§ **SELECTED TEXT**
Hi

A lot of these examples date back from when it was hard to distinguish error messages from info in logs.
To die on improper configuration is the next best thing to a buildtime static assert to make sure configuration is correct.
Fixing a failed boot on hitting a die() is easier than figuring out why something is not working as intended.
For instance you indeed might succeed in booting with a certain dram freq but it fails later due to instabilities...
That is way harder to figure out than not being able to boot due to malformed SPD.

About not continuing to boot for security reasons: that really depends on the use case.
Not continuing a boot on an invalid hash is really a valid use case.

Now that errors are easier to distinguish from info in a log, a different strategy could be approached.
I personally think halting the boot is still not a bad tool to inform developers about some improper configuration that one
should fix sooner rather than later in order to avoid problems.

Arthur

On Tue, Dec 13, 2022 at 7:34 PM Martin Roth via coreboot <coreboot@coreboot.org> wrote:
I'd like to propose that we set up a guideline for when coreboot should use die().

My belief, and proposal for the guideline is that coreboot should *ONLY* die in 2 situations:

1) The system cannot continue booting.  Examples:
 * coreboot needs to jump somewhere to continue, but doesn’t have a location to jump to.
 * The system needs to reset to continue, but reset failed or isn’t implemented.
 * Memory init failed. (SPD can't be read, Failed to initialize memory controller, etc.)

2) There’s a known security issue if booting continues.  Even this shouldn’t be a hard die(), because there should still be a manual process to boot the system so that the firmware can be updated.  (we can work that out later) Examples:
 * HASH table verification failed!
 * Can't verify flash protections!


It looks like most die() calls are valid, but there are currently cases where coreboot dies for a “non-fatal” reason.  The case I’m currently looking at is when running an FSP, and the FSP ID is not the expected ID. https://review.coreboot.org/c/coreboot/+/69412

 My opinion is that coreboot should put out a warning, but jump to the FSP anyway.  If it fails, it’s the FSP’s responsibility to return a failure code to coreboot to die. (More likely, it would die internally without returning, which is no worse than coreboot dying.

§ **DATA LINES**
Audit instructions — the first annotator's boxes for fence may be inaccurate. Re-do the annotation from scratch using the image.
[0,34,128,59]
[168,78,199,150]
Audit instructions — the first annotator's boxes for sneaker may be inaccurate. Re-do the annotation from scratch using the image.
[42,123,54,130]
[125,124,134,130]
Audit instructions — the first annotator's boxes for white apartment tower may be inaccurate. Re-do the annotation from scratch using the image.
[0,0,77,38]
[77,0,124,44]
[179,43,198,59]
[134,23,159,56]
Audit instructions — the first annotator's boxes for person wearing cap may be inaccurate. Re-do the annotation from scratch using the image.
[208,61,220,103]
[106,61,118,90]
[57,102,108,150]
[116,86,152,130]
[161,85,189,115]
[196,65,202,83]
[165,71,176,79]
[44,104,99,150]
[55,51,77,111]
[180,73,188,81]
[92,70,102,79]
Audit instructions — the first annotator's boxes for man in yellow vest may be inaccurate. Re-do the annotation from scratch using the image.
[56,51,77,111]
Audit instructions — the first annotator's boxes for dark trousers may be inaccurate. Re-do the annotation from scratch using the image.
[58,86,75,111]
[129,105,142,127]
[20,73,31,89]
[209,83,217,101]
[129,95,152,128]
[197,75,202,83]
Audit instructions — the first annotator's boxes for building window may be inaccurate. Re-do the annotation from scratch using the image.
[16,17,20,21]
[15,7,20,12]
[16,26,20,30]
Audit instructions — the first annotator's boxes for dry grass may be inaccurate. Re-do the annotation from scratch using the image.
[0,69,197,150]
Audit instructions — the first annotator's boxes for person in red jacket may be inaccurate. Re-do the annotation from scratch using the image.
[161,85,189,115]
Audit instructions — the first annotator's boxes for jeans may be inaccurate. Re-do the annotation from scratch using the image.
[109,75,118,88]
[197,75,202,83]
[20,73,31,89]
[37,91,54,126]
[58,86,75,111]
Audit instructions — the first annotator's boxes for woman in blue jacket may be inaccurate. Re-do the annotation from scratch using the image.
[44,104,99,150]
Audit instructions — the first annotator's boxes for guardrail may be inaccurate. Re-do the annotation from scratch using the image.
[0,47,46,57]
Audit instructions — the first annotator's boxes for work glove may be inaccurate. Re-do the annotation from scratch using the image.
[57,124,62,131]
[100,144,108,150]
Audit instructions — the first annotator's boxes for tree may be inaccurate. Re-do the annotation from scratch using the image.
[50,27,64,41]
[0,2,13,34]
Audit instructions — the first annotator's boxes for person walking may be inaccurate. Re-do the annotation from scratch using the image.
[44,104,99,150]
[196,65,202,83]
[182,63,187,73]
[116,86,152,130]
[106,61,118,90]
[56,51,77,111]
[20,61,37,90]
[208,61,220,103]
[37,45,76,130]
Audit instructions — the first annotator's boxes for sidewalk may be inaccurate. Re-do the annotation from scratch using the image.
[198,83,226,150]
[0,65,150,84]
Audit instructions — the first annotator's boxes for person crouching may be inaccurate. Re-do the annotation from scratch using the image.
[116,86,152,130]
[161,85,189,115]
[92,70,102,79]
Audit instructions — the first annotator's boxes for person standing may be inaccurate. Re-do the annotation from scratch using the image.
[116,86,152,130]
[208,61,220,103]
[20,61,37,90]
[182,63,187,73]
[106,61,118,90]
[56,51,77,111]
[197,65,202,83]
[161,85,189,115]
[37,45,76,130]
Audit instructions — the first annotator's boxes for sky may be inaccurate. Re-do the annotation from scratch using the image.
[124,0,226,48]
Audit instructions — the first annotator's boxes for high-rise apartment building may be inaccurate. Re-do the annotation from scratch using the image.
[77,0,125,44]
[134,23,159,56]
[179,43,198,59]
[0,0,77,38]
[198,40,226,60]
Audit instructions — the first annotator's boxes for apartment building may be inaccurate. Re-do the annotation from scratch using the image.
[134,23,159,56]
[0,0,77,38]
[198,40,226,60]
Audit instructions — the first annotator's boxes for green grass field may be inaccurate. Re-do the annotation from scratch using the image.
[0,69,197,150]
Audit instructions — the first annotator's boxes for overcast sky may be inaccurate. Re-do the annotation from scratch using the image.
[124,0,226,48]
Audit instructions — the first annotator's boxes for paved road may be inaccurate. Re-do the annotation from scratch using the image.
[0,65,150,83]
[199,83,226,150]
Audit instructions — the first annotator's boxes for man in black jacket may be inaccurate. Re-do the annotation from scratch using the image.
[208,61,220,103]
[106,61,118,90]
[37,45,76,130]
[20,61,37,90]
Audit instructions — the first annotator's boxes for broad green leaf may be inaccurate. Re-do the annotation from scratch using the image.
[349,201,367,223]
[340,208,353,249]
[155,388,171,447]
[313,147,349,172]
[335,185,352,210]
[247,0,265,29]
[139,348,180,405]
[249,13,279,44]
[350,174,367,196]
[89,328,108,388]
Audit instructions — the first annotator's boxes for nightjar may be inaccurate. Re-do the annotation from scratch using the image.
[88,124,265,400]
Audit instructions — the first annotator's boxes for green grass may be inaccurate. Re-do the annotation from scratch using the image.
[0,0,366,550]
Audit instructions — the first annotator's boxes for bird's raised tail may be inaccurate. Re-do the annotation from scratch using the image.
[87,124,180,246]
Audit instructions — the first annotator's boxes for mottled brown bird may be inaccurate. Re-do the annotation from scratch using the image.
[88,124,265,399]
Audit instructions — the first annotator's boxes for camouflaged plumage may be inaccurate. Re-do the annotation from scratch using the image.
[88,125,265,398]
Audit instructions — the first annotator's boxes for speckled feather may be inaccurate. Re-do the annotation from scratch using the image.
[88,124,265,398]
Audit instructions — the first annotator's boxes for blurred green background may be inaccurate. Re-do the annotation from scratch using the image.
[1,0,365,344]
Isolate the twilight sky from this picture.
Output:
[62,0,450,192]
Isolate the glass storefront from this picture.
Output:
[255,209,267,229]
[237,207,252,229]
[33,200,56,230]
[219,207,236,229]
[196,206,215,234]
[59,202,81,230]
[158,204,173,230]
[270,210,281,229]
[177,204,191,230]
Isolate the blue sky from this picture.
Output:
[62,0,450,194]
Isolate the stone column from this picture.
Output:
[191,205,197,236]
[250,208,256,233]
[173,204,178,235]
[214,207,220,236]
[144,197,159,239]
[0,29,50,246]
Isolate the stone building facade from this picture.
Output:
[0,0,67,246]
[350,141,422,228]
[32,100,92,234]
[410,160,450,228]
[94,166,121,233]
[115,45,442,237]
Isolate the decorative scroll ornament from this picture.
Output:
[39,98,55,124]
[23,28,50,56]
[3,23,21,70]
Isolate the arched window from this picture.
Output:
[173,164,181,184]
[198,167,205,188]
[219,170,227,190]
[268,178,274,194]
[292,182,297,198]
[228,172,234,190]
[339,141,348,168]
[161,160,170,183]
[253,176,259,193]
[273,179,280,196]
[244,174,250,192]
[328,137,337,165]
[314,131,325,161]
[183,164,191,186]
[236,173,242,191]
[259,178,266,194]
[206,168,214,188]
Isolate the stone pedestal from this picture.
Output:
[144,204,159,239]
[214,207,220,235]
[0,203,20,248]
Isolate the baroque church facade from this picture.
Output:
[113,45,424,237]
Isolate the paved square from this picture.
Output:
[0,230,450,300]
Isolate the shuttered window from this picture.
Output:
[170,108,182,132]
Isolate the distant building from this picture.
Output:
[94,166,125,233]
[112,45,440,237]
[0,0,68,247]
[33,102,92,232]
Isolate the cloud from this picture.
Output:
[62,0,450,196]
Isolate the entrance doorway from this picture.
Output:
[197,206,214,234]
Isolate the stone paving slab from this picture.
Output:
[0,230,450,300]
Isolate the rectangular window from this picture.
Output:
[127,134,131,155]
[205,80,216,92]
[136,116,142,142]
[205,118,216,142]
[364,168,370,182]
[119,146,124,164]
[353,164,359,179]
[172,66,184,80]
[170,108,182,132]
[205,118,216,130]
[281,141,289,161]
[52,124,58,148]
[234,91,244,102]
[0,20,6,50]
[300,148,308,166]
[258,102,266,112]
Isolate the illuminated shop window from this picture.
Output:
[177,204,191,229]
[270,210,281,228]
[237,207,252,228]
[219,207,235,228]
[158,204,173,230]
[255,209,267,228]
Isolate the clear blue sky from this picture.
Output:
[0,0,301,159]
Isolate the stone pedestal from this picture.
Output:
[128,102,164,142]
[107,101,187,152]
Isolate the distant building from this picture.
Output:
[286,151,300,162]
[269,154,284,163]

§ **EXERCISE DIRECTIONS**
Quote the coreboot mailing list reply from "For instance you" up to and including "the use case.". The items are separate material and have nothing to do with the text.

§ **RESULT**
For instance you indeed might succeed in booting with a certain dram freq but it fails later due to instabilities...
That is way harder to figure out than not being able to boot due to malformed SPD.

About not continuing to boot for security reasons: that really depends on the use case.